Thrash metal alla vecchia: JUDICIARY – Flesh + Blood

Arthur Rizk si sta ritagliando un ruolo sempre più importante come produttore. Ignoto ai più, destò interesse in noi europei il giorno in cui accettò di lavorare per i Kreator su Hate Uber Alles, ma già vantava collaborazioni con Cavalera Conspiracy, Enforced e Gatekeeper. Parte della sua fama la deve senza dubbio ai Power Trip, avendo assemblato il poderoso suono presente in Nightmare Logic. Nulla di nuovo: già anni addietro i Forbidden rivoluzionarono tutto e alzarono un muro di suono sulle fondamenta del thrash metal. Arthur Rizk è l’uomo cui va dato atto di averne fatto un credo negli anni della New Wave of Traditional Heavy Metal.
Me lo ritrovo davanti per l’ennesima volta oggi che escono gli americani Judiciary, prodotti appunto, per il secondo album consecutivo, proprio da Arthur Rizk. Flesh + Blood è una bella evoluzione rispetto al suono sdoganato quattro anni fa nel buonissimo Surface Noise, col quale – guarda caso – avevano generato non pochi paragoni proprio con i Power Trip. L’album ha un carattere quasi industrial senza fare un diretto e lampante uso delle contaminazioni tipiche del filone. È un prodotto senza dubbio più europeo rispetto al precedente, e la definizione hardcore punk, a più riprese chiamata in causa nel loro recente passato, qui viene meno. Nonostante tutto è con quel suffisso -core con cui ci confronteremo inesorabilmente, perché il cantante Jake Collinson, capacissimo, bercia sempre di più. Eppure Flesh + Blood, pur essendo un album americano, ha un piglio massiccio che rimanda a Gurd, Kreator e Coroner di metà anni Novanta, con tempi lenti e in linea col generale rinnegamento di quella velocità esecutiva che era di moda all’epoca. Di base i riff sono pur sempre di natura slayeriana, massicci, cattivi, di reale impatto. C’è pure l’usanza tipica dei Cannibal Corpse di accennare a una ripartenza per poi rimanere nel mid-tempo: niente di nuovo neanche su questo fronte, ma è la maestria con cui utilizzano codesti cliché che mi sorprende positivamente. Stare into the Sun è l’episodio su cui i Judiciary giocano maggiormente con l’ascoltatore, fra blast beat accennati, assoli brevi e sopraffini e un riffing sempre lento e feroce.
**********
### Obiettivi
**A.** Secondo la recensione, con quale album i Judiciary avevano suscitato paragoni con i Power Trip?
**B.** Per favore, trascrivi fedelmente il passo della recensione da "Thrash metal alla" a "Traditional Heavy Metal.".
I dati che seguono non hanno alcun rapporto con la recensione.
**********
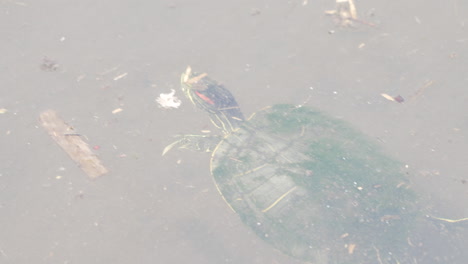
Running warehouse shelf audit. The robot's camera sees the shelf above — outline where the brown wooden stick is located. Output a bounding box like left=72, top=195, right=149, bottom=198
left=39, top=110, right=108, bottom=179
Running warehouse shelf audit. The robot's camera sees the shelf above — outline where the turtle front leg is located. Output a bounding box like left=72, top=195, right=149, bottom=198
left=162, top=135, right=222, bottom=156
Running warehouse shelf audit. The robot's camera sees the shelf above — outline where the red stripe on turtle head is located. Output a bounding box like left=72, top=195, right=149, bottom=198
left=195, top=91, right=215, bottom=105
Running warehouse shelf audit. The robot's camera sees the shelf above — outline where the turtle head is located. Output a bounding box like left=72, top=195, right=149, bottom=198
left=180, top=66, right=207, bottom=107
left=180, top=66, right=244, bottom=133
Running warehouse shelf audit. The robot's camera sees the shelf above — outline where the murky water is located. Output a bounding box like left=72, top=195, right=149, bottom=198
left=0, top=0, right=468, bottom=263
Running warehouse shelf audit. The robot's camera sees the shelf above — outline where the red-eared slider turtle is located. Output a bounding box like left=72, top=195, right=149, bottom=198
left=163, top=67, right=464, bottom=264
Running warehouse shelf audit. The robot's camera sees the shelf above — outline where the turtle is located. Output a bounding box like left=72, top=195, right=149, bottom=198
left=163, top=67, right=466, bottom=264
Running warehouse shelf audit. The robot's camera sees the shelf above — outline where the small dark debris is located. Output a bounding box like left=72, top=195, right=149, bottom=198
left=39, top=57, right=59, bottom=72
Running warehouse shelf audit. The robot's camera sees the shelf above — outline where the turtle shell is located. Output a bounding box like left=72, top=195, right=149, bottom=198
left=211, top=105, right=418, bottom=264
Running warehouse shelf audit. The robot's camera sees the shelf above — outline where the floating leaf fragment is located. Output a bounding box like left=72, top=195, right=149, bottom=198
left=156, top=89, right=182, bottom=109
left=112, top=108, right=123, bottom=114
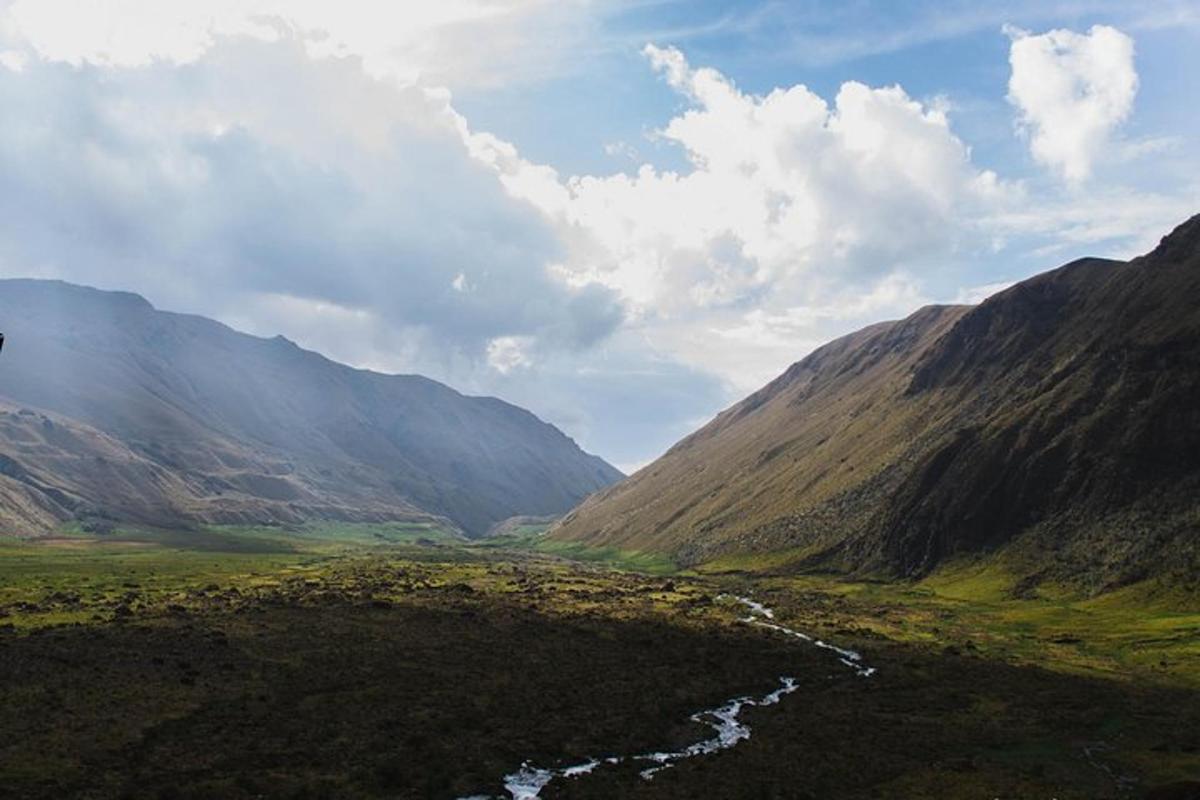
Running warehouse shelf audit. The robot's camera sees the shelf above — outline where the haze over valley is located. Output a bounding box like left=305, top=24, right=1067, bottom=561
left=0, top=0, right=1200, bottom=800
**********
### Soluzioni
**A.** Con Surface Noise.

**B.**
Thrash metal alla vecchia: JUDICIARY – Flesh + Blood

Arthur Rizk si sta ritagliando un ruolo sempre più importante come produttore. Ignoto ai più, destò interesse in noi europei il giorno in cui accettò di lavorare per i Kreator su Hate Uber Alles, ma già vantava collaborazioni con Cavalera Conspiracy, Enforced e Gatekeeper. Parte della sua fama la deve senza dubbio ai Power Trip, avendo assemblato il poderoso suono presente in Nightmare Logic. Nulla di nuovo: già anni addietro i Forbidden rivoluzionarono tutto e alzarono un muro di suono sulle fondamenta del thrash metal. Arthur Rizk è l’uomo cui va dato atto di averne fatto un credo negli anni della New Wave of Traditional Heavy Metal.